### Work required
Please give the rows below again, changing "greenhouse-bench survey" to "street-scene survey" wherever it occurs and leaving everything else unchanged. Leave the pictures out of your answer.

### Data shown
***

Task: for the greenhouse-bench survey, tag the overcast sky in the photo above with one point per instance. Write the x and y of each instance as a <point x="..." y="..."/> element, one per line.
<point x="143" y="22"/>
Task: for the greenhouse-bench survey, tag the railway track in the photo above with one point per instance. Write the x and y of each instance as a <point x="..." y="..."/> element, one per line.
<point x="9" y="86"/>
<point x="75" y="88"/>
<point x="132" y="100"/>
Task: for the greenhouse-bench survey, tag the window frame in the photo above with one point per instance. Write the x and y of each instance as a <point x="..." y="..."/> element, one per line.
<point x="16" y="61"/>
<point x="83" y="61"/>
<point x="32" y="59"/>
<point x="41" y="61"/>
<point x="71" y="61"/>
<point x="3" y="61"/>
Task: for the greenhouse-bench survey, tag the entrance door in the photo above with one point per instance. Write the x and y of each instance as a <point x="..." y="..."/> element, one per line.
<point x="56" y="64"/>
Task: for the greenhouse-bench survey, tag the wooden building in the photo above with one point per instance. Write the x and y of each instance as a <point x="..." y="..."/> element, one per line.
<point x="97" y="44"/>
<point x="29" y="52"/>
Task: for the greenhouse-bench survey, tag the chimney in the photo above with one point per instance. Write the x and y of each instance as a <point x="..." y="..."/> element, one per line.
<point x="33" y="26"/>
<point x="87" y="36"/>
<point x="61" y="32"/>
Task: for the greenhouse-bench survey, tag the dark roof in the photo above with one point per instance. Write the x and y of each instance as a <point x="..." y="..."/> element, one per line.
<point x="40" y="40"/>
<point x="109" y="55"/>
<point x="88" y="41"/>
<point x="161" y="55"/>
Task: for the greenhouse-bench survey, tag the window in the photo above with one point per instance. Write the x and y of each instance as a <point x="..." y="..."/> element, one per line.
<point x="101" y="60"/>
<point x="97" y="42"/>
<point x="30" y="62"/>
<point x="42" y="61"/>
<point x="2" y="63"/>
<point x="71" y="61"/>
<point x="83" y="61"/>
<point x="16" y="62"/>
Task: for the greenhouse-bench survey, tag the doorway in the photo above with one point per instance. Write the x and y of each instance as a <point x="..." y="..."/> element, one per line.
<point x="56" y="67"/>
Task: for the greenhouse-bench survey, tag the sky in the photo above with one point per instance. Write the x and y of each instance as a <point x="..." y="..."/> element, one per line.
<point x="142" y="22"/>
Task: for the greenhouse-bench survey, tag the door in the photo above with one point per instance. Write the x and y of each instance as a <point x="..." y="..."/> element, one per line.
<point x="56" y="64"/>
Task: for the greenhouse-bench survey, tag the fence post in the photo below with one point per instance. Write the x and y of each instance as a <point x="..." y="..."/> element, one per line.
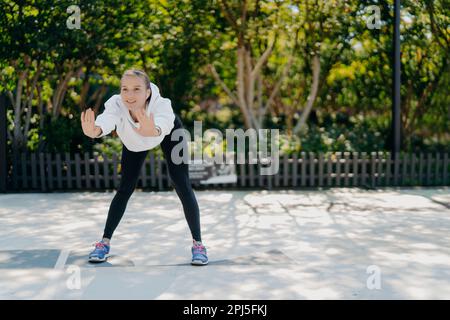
<point x="3" y="141"/>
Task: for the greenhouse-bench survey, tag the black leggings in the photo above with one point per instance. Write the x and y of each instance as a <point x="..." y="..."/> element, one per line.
<point x="131" y="164"/>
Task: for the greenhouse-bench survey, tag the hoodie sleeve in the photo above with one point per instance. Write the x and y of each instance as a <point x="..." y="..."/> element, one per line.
<point x="110" y="117"/>
<point x="164" y="116"/>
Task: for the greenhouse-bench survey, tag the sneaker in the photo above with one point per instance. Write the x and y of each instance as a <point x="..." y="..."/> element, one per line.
<point x="199" y="256"/>
<point x="100" y="253"/>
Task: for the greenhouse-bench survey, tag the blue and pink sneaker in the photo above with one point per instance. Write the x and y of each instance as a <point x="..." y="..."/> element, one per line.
<point x="100" y="253"/>
<point x="199" y="256"/>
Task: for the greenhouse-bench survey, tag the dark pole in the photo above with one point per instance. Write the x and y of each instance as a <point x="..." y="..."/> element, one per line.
<point x="397" y="81"/>
<point x="3" y="159"/>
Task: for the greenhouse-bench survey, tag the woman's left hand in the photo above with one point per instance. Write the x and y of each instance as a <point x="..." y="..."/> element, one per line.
<point x="146" y="124"/>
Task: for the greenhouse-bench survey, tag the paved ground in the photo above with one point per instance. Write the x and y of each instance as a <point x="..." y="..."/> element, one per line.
<point x="329" y="244"/>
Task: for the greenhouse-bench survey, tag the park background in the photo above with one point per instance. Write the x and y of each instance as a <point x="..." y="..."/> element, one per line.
<point x="319" y="71"/>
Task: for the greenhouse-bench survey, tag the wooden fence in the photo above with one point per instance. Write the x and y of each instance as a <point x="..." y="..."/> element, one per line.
<point x="48" y="172"/>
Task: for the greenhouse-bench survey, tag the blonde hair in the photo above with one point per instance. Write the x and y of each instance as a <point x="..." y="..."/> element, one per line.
<point x="140" y="74"/>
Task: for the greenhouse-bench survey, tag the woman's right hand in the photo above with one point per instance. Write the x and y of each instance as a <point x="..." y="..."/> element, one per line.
<point x="88" y="124"/>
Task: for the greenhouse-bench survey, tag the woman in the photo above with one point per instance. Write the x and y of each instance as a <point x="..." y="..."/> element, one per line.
<point x="143" y="119"/>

***

### Solution to this task
Task: for the street-scene survey, tag the overcast sky in the photo above with one point per instance. Write the x and y of each instance as a <point x="..." y="..."/> element, one per line.
<point x="143" y="22"/>
Task: for the street-scene survey, tag the railway track in the photo above with one point per instance. Write the x and y of each instance as a <point x="..." y="..."/> element, one per line.
<point x="9" y="86"/>
<point x="75" y="88"/>
<point x="132" y="100"/>
Task: for the street-scene survey, tag the window frame in the photo above with one point per instance. Write the x and y of each instance as a <point x="..." y="..."/> element, one per line.
<point x="16" y="61"/>
<point x="83" y="61"/>
<point x="32" y="59"/>
<point x="41" y="61"/>
<point x="71" y="61"/>
<point x="3" y="61"/>
Task: for the street-scene survey, tag the entrance door in the photo above with one point per instance. Write the x and y of each instance as a <point x="..." y="..."/> element, one per line.
<point x="56" y="64"/>
Task: for the street-scene survey, tag the wooden building in the photo above with one point per instance. Write the x and y of each instance as a <point x="..." y="..."/> element, one per line.
<point x="97" y="44"/>
<point x="29" y="52"/>
Task: for the street-scene survey, tag the chimney in the photo above with one point per instance. Write the x and y of each instance as a <point x="..." y="..."/> element, one per line.
<point x="33" y="26"/>
<point x="87" y="36"/>
<point x="61" y="32"/>
Task: for the street-scene survey, tag the dark roof in the photo above with one point per instance. Write the x and y of each instance as a <point x="..." y="..."/> element, one per line.
<point x="40" y="40"/>
<point x="109" y="55"/>
<point x="88" y="41"/>
<point x="161" y="55"/>
Task: for the street-scene survey, tag the window in the photo above with one point per instance. Write the x and y of each instance as a <point x="..." y="..."/> element, one per line.
<point x="101" y="60"/>
<point x="97" y="42"/>
<point x="30" y="62"/>
<point x="42" y="61"/>
<point x="2" y="63"/>
<point x="71" y="61"/>
<point x="83" y="61"/>
<point x="16" y="62"/>
Task: for the street-scene survey, tag the doorway in the photo above with one point per instance. Write the x and y of each instance as a <point x="..." y="..."/> element, one per line.
<point x="56" y="67"/>
Task: for the street-scene survey, tag the sky in the photo above with one point per instance. Write the x and y of each instance as a <point x="..." y="..."/> element, one per line.
<point x="142" y="22"/>
Task: for the street-scene survey, tag the door in the photo above with one point per instance. Write the x and y of each instance as a <point x="..." y="..."/> element, one per line.
<point x="56" y="64"/>
Task: for the street-scene survey, tag the fence post in the photo below with one point per instance. Write the x and y of each instance as a <point x="..." y="..."/> element, one per line.
<point x="3" y="141"/>
Task: for the street-scene survey, tag the black leggings in the photo above with one point per instance. Write the x and y of each instance as a <point x="..." y="..."/> element, one per line.
<point x="131" y="164"/>
Task: for the street-scene survey, tag the hoodie sleeve in the photo above with one point per instance. Write the x and y of each instance as a <point x="..." y="..."/> element, one per line.
<point x="110" y="117"/>
<point x="164" y="116"/>
Task: for the street-scene survey, tag the sneaker in the photo above with one point per instance. Write the x and y of each instance as a <point x="..." y="..."/> element, one per line.
<point x="199" y="256"/>
<point x="100" y="253"/>
Task: for the street-scene survey, tag the blue and pink sneaker in the photo above with one point per instance. Write the x and y of each instance as a <point x="..." y="..."/> element, one per line.
<point x="100" y="253"/>
<point x="199" y="256"/>
Task: for the street-scene survey, tag the dark pole in the photo above with one point per instance. Write the x and y of each instance as a <point x="..." y="..."/> element, one per line.
<point x="397" y="81"/>
<point x="3" y="159"/>
Task: for the street-scene survey, tag the woman's left hand in the photo above with one point per instance. Write the x and y of each instance as a <point x="..." y="..."/> element, one per line.
<point x="146" y="124"/>
Task: for the street-scene survey, tag the paved ground in the photo above with one point per instance. Write the x and y of each instance as a <point x="..." y="..."/> element, one per line.
<point x="329" y="244"/>
Task: for the street-scene survey, tag the park background in the photo above with one point per instance. Write the x and y of each instance as a <point x="..." y="..."/> element, one per line.
<point x="319" y="71"/>
Task: for the street-scene survey, tag the wooden fence in the photo above with one point per instance. Write the x and y of each instance as a <point x="..." y="..."/> element, one per line.
<point x="48" y="172"/>
Task: for the street-scene survey, tag the blonde hair in the photo above with one point per instance. Write the x and y of each instance as a <point x="..." y="..."/> element, one per line.
<point x="140" y="74"/>
Task: for the street-scene survey, tag the woman's right hand in the photo above with one point per instance. Write the x and y of each instance as a <point x="..." y="..."/> element, one per line.
<point x="88" y="124"/>
Task: for the street-scene survey, tag the woman in the photo above with one point per instance. Write the x and y of each instance as a <point x="..." y="..."/> element, one per line.
<point x="143" y="119"/>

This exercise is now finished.